| Stated task |
Could you reproduce verbatim the stretch from the line containing "query | spot the white jewelry" through the end of the entries?

| Entries from a point labeling set |
☆ ☆ ☆

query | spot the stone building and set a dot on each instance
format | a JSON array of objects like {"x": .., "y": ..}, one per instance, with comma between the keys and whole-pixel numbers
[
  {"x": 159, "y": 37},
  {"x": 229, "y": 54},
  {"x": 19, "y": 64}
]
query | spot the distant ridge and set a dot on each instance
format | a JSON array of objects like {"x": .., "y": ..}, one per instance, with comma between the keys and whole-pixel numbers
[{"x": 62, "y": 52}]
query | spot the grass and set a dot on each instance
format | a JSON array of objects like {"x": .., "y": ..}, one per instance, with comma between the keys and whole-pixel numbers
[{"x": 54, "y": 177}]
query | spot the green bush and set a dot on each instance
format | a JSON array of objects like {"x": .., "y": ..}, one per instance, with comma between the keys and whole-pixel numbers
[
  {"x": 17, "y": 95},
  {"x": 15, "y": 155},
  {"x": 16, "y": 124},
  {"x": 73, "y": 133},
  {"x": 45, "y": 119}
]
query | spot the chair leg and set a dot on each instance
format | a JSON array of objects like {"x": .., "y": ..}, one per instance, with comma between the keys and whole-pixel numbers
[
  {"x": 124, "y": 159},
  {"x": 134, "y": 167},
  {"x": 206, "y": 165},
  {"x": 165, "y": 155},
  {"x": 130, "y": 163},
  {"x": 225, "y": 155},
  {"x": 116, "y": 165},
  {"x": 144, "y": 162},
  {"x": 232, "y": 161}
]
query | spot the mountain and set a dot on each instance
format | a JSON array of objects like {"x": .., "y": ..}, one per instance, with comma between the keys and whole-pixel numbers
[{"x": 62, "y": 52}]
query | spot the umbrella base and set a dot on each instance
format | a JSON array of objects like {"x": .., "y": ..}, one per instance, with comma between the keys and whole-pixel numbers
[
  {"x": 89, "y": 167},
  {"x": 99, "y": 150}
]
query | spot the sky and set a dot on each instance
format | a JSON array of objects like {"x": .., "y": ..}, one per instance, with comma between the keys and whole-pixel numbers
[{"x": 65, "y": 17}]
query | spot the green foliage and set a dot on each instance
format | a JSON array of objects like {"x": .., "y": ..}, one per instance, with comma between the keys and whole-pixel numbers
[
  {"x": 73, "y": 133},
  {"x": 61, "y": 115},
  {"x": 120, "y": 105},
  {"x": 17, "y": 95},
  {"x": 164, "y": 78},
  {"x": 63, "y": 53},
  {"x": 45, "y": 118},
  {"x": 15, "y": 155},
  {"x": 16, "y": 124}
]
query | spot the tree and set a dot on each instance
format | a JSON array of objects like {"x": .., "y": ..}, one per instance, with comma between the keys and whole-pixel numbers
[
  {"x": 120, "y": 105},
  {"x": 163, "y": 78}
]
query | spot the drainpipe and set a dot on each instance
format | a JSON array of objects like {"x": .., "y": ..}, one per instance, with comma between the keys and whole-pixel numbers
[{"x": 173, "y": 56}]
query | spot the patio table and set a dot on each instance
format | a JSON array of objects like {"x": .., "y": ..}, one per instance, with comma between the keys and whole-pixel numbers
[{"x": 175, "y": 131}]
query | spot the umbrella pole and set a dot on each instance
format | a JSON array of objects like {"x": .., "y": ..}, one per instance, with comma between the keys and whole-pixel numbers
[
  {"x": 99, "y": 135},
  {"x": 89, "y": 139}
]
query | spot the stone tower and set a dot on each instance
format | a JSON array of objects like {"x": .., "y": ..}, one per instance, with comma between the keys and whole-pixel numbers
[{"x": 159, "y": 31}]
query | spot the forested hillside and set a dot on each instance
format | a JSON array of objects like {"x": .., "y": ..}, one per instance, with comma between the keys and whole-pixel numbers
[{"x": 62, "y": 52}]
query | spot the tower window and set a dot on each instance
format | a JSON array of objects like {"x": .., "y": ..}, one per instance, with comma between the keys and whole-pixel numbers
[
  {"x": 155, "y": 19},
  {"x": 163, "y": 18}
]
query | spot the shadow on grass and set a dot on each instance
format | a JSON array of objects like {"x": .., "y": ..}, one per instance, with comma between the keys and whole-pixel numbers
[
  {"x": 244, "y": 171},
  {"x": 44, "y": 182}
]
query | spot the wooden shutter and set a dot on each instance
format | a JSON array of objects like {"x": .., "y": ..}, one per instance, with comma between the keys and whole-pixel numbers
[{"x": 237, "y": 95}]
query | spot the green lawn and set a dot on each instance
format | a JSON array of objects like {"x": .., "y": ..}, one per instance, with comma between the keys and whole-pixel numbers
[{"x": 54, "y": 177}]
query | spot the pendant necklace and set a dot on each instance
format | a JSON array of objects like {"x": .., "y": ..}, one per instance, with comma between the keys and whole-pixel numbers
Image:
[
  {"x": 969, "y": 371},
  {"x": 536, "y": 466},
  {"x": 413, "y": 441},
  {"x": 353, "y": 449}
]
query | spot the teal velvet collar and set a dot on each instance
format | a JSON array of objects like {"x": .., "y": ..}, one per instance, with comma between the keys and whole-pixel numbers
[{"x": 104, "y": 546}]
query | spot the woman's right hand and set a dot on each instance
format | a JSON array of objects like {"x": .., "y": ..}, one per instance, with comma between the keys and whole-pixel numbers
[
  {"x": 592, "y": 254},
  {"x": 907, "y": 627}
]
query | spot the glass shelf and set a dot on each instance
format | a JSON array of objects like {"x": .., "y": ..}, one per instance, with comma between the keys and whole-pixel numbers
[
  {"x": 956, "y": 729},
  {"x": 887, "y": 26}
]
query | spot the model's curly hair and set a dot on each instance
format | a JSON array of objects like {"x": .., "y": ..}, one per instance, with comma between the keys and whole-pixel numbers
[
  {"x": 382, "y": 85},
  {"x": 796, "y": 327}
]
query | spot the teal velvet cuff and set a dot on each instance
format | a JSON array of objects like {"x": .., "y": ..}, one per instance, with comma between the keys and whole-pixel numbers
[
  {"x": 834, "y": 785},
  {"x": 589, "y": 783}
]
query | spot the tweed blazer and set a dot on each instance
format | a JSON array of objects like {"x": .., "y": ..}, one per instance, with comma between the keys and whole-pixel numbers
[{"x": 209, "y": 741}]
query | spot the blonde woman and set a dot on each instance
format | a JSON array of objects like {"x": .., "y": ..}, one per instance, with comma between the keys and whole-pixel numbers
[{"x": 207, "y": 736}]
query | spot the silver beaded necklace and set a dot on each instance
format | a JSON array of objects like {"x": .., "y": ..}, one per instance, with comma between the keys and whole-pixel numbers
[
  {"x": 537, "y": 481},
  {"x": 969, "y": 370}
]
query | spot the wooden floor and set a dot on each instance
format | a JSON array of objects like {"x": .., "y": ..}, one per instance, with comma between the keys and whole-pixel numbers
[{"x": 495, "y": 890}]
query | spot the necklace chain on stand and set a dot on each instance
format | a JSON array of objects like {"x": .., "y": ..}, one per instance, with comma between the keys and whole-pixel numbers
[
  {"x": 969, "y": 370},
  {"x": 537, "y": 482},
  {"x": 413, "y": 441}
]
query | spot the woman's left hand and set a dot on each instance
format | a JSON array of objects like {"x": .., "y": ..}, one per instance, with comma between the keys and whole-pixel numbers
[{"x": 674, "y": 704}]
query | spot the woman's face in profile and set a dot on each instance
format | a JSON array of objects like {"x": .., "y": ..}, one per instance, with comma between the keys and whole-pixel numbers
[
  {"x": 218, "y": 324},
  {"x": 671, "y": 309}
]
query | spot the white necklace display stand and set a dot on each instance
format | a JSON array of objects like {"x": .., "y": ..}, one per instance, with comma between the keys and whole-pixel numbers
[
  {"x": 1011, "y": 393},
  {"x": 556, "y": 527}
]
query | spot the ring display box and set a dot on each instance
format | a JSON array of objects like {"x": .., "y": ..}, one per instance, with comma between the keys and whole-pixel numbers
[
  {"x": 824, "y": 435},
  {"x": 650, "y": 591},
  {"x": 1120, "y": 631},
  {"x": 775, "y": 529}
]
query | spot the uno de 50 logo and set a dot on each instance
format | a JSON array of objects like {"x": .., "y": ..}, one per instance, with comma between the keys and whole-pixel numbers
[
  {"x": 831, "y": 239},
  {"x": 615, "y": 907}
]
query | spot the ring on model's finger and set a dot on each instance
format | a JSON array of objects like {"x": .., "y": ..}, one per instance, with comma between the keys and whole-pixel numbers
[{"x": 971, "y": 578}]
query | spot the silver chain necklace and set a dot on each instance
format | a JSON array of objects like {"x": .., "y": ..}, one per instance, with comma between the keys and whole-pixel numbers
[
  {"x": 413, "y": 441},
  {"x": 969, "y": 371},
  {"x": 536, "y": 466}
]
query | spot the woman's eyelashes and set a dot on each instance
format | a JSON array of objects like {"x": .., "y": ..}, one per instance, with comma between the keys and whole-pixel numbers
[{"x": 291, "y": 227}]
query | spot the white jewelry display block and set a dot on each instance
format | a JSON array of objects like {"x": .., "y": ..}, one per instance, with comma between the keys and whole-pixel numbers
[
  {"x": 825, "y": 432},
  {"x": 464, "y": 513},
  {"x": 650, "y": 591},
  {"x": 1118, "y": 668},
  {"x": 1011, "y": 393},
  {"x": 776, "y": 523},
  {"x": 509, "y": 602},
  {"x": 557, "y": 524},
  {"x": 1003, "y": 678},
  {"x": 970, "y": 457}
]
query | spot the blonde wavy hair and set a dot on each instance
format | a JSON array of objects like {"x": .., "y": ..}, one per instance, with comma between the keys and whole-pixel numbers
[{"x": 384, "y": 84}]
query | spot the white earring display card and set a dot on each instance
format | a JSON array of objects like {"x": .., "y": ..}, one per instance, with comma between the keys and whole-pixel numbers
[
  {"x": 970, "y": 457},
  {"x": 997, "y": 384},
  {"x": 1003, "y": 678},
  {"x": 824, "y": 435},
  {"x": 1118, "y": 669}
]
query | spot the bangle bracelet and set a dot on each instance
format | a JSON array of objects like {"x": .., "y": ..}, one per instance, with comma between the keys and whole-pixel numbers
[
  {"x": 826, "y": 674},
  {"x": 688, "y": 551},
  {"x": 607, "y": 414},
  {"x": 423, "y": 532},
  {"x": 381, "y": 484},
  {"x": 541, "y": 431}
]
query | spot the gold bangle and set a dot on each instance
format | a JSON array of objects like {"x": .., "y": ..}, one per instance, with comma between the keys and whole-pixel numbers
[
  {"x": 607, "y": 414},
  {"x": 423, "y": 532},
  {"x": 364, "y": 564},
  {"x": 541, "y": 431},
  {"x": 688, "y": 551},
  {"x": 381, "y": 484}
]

☆ ☆ ☆

| Reply |
query | spot the white jewelry display block and set a dot on each instance
format | a JSON array of objects like {"x": .., "y": ..}, one per instance, with comma between the keys and whole-pixel numbers
[
  {"x": 825, "y": 432},
  {"x": 464, "y": 513},
  {"x": 650, "y": 591},
  {"x": 1118, "y": 668},
  {"x": 1011, "y": 393},
  {"x": 776, "y": 523},
  {"x": 509, "y": 602},
  {"x": 557, "y": 524},
  {"x": 1003, "y": 678},
  {"x": 970, "y": 457}
]
query | spot the blonde wavy hair and set a dot on each instance
format | a JSON array of objects like {"x": .., "y": ..}, one per instance, with comma between the keys and whole-pixel numbers
[{"x": 384, "y": 84}]
query | spot the white earring display card and set a dot on each instance
format | a JSON array of objects like {"x": .., "y": ..}, one per instance, with comma between the keys and whole-pixel numbers
[
  {"x": 970, "y": 457},
  {"x": 997, "y": 384},
  {"x": 1003, "y": 678},
  {"x": 824, "y": 435},
  {"x": 1118, "y": 669}
]
query | spot the bangle bracelet and set a dot on each instance
format | a JSON array of objects like {"x": .., "y": ..}, one per instance, with comma between the keys and whole-pixel numbers
[
  {"x": 826, "y": 674},
  {"x": 688, "y": 551},
  {"x": 607, "y": 414},
  {"x": 423, "y": 532},
  {"x": 381, "y": 484},
  {"x": 541, "y": 431}
]
query | spot the gold bangle and set a dot on each instance
format | a JSON array of objects like {"x": .., "y": ..}, one per instance, with comma between the keys and whole-pixel numbers
[
  {"x": 607, "y": 414},
  {"x": 423, "y": 532},
  {"x": 364, "y": 564},
  {"x": 541, "y": 431},
  {"x": 688, "y": 551},
  {"x": 381, "y": 484}
]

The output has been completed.